(Records for this task):
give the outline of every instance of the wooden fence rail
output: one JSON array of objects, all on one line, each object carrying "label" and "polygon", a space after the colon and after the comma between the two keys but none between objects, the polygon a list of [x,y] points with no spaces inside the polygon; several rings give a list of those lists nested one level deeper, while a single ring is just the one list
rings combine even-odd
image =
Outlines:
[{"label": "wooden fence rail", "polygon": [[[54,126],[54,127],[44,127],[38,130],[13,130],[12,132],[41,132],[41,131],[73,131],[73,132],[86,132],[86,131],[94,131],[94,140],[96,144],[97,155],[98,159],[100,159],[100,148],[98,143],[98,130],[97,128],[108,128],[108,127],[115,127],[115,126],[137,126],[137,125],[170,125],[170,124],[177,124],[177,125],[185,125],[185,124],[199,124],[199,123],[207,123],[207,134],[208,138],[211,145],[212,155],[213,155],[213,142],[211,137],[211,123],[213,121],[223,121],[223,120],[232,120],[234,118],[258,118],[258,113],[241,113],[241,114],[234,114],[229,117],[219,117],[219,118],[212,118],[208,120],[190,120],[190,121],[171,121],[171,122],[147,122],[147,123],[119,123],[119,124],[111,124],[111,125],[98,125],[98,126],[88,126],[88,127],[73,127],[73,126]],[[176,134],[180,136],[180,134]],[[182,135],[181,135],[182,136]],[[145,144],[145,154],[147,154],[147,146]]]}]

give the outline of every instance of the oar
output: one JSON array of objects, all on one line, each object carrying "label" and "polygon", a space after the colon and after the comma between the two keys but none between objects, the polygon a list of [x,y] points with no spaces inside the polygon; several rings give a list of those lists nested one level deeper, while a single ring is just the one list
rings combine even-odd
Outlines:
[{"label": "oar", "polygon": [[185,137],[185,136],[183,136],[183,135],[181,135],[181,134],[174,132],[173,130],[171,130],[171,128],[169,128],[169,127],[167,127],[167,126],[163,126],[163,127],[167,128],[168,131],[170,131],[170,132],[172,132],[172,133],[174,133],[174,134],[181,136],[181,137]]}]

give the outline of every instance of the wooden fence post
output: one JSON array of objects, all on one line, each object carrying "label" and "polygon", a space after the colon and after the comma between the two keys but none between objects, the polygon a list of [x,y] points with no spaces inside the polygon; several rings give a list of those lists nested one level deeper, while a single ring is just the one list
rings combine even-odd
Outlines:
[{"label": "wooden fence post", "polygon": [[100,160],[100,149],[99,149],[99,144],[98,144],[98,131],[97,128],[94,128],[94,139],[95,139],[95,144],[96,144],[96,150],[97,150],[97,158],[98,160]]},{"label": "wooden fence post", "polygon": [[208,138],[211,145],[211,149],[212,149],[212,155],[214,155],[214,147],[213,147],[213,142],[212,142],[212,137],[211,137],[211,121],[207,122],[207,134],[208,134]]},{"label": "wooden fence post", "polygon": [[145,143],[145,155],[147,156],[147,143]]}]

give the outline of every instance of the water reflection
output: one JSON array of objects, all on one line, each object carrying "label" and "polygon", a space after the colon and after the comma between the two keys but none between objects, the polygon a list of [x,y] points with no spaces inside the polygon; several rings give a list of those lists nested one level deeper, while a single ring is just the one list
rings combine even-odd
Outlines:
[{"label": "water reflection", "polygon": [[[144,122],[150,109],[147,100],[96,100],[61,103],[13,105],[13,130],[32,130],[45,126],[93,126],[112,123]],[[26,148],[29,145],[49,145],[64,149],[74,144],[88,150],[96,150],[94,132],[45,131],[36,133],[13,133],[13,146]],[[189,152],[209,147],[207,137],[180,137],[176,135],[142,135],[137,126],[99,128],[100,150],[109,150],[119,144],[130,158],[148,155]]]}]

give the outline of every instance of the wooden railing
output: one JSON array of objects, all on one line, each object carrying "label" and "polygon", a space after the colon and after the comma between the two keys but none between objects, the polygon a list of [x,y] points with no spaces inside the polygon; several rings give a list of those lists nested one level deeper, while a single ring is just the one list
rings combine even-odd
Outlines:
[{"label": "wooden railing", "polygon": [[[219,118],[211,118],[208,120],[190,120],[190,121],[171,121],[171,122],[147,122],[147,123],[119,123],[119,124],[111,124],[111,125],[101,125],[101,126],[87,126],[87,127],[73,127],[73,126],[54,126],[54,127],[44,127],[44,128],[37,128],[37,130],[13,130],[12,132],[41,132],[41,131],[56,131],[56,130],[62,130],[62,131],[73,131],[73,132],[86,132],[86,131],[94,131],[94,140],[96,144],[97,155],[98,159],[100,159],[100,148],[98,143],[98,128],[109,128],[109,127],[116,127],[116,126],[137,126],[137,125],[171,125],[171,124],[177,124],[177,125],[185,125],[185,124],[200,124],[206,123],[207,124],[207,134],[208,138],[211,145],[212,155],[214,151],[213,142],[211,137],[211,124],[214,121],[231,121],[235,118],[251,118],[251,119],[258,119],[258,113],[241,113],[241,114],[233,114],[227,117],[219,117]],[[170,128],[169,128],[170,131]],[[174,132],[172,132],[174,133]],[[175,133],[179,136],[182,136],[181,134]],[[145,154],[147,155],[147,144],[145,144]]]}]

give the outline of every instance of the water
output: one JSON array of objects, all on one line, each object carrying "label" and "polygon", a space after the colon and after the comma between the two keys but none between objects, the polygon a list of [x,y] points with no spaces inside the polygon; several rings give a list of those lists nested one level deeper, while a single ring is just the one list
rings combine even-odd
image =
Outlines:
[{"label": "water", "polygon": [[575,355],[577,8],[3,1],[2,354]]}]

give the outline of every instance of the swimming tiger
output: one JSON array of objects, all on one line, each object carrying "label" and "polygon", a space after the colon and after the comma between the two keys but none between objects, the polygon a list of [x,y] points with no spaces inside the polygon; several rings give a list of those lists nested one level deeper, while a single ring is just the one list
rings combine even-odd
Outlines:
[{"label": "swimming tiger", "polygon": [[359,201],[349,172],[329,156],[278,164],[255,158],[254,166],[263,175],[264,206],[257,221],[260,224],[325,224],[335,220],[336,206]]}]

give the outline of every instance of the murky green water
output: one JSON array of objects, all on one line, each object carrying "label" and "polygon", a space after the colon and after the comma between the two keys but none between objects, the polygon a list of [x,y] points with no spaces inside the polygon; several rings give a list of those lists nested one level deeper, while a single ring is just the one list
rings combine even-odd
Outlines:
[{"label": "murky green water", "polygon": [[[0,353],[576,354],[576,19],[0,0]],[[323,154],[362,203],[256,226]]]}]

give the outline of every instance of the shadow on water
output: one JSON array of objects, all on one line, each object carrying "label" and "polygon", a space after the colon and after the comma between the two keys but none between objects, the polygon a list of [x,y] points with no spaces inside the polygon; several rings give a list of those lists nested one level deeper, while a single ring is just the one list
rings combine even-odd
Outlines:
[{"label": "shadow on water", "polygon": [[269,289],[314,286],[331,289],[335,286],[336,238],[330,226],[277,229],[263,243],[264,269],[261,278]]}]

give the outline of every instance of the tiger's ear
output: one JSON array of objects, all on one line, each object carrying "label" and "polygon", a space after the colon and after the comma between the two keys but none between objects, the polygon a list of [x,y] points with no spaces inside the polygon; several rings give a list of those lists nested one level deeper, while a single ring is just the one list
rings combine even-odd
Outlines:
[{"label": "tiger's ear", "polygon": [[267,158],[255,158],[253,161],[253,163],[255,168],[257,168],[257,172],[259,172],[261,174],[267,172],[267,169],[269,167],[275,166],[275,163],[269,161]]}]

(Required task):
Copy out the listing above, word for word, from the line containing "give the outline of every instance of the tiger's" through the end of the listing, both ends included.

(The answer):
give the outline of every instance of the tiger's ear
output: one JSON array of objects, all on one line, each object carrying "label" and "polygon", a space after the colon and after the comma between the two keys but none between objects, the polygon a list of [x,y] points with no spaces inside the polygon; several rings give a list of those lists nested one level deeper, while a single ring is just the one list
rings combine even-odd
Outlines:
[{"label": "tiger's ear", "polygon": [[267,158],[255,158],[253,161],[253,163],[255,168],[257,168],[257,172],[259,172],[261,174],[267,172],[267,169],[269,167],[275,166],[275,163],[269,161]]}]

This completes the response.